Page -
[start]
Africa's Story

  • Peculiarities of Africa

Urbanization in many African countries has not necessarily been accompanied by industrial growth and the structural transformation that has occurred in other regions; nor the same level of incomes.

For example, Sub-Sahara Africa (SSA) reached 40 percent urban in 2013 with a GDP per capita of $1,018; East Asia and the Pacific reached the same level of urbanization in 1994 at $3,617 per capita…

By 2050, Africa is projected to reach 1.2 billion urban dwellers, an urbanization level of 58 percent and an average density of 79 persons per square kilometer. Within the next two decades, the continent’s total population is projected to overtake Europe, South America, and North America’s combined.

With over a quarter of the world’s fastest-growing cities, Africa is undergoing a massive urban transition rivaled only by that of Asia, although the nature and pace of urbanization vary widely among countries. Though Asia is currently ahead, Africa is expected to undergo the most rapid urbanization in the world from 2020 to 2050. Nigeria, in particular, is projected to contribute 8 percent of the world’s population growth by 2050 (212million out of 2.5 billion).

While Cairo, Kinshasa, and Lagos are the only African megacities in 2014, Dar es Salaam, Johannesburg, and Luanda will follow suit by 2030 (World Bank 2015).

The UN estimates more than 200 million people in Sub-Saharan Africa will live in slums by 2020 (UN‐Habitat 2014). Slum populations are growing at 4.5 percent annually, a rate which will double the population in 15 years (Marx et al. 2013)…

This write-up explores the socio-cultural issues in Africa that hinders her development — with emphasis on housing and the cities.

This is done from a value chain perspective.

  • The first three sections address the supply side of the value chain;
  • The next two sections address the demand side of the value chain;
  • The last two sections are recommendations for overall economic growth and policy directions. The first is a bottom-up approach, while the second is a top-down approach.

This is an adaptation of the World Bank 2015 Study: “Stocktaking of the Housing Sector in Sub-Saharan Africa; Challenges and Opportunities”.



  • [Access, Affordability, Tenure]

Rights to land in Africa can stem from multiple sources: first settlement rights, conquest, government allocation, “land to the tiller” policies, and market transactions. Moreover, these rights may be validated by a number of local and state authorities: community councils, local government, tribal leadership, land agencies, and more.

Customary land rights, which are controlled by a system of typically unwritten customary laws that are administered through the hierarchy of a social or political unit dominate the land systems of many SSA countries. For example, in Malawi, 90 percent of the land is customary land, although there are no legal documents specifying what this means, so land falls under dispute and cannot be easily collateralized. Similarly, in Botswana, 71 percent of the land is held under tribal control.
[end]
Goal -
Can you set down, word for word, the stretch of the text on African urbanization from "Rights to land" through "under tribal control."?

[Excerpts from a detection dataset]
[start]
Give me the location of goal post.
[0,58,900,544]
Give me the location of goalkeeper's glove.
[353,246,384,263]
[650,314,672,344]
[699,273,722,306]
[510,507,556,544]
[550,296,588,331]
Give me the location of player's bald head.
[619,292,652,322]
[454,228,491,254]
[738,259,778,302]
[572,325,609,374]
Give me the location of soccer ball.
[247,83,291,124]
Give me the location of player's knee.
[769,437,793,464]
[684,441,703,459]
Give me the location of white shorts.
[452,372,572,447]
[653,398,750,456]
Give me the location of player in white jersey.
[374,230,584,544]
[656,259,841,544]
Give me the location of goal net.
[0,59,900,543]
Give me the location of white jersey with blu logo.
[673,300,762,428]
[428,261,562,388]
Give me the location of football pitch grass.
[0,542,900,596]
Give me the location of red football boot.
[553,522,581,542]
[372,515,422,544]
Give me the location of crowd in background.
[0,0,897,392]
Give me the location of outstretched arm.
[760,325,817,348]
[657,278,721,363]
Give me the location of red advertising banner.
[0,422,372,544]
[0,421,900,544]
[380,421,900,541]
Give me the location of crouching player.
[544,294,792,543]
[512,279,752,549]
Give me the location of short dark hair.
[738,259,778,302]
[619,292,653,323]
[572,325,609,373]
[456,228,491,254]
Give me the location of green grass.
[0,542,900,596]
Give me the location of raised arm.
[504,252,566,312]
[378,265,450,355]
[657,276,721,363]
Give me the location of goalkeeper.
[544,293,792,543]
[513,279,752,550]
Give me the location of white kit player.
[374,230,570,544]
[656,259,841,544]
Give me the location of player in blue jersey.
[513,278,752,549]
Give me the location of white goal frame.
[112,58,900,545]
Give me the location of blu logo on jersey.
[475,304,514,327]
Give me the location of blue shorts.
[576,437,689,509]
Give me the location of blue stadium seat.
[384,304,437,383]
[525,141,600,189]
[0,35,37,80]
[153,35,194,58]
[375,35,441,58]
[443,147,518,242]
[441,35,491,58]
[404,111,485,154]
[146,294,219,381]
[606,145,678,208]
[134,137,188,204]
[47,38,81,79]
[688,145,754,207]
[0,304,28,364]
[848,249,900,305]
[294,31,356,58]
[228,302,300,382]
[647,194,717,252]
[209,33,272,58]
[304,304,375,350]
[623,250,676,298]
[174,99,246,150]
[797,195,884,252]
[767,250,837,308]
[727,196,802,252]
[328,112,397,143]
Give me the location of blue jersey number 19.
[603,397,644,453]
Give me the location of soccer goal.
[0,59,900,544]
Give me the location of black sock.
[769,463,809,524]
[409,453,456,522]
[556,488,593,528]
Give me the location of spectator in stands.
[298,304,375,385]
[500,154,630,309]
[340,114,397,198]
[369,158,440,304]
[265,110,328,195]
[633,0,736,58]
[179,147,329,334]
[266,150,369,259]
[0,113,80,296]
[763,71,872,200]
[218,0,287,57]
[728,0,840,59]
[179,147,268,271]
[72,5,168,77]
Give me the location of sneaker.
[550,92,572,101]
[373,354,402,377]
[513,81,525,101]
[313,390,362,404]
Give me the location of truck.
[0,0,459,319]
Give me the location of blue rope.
[end]
Solution -
Rights to land in Africa can stem from multiple sources: first settlement rights, conquest, government allocation, “land to the tiller” policies, and market transactions. Moreover, these rights may be validated by a number of local and state authorities: community councils, local government, tribal leadership, land agencies, and more.

Customary land rights, which are controlled by a system of typically unwritten customary laws that are administered through the hierarchy of a social or political unit dominate the land systems of many SSA countries. For example, in Malawi, 90 percent of the land is customary land, although there are no legal documents specifying what this means, so land falls under dispute and cannot be easily collateralized. Similarly, in Botswana, 71 percent of the land is held under tribal control.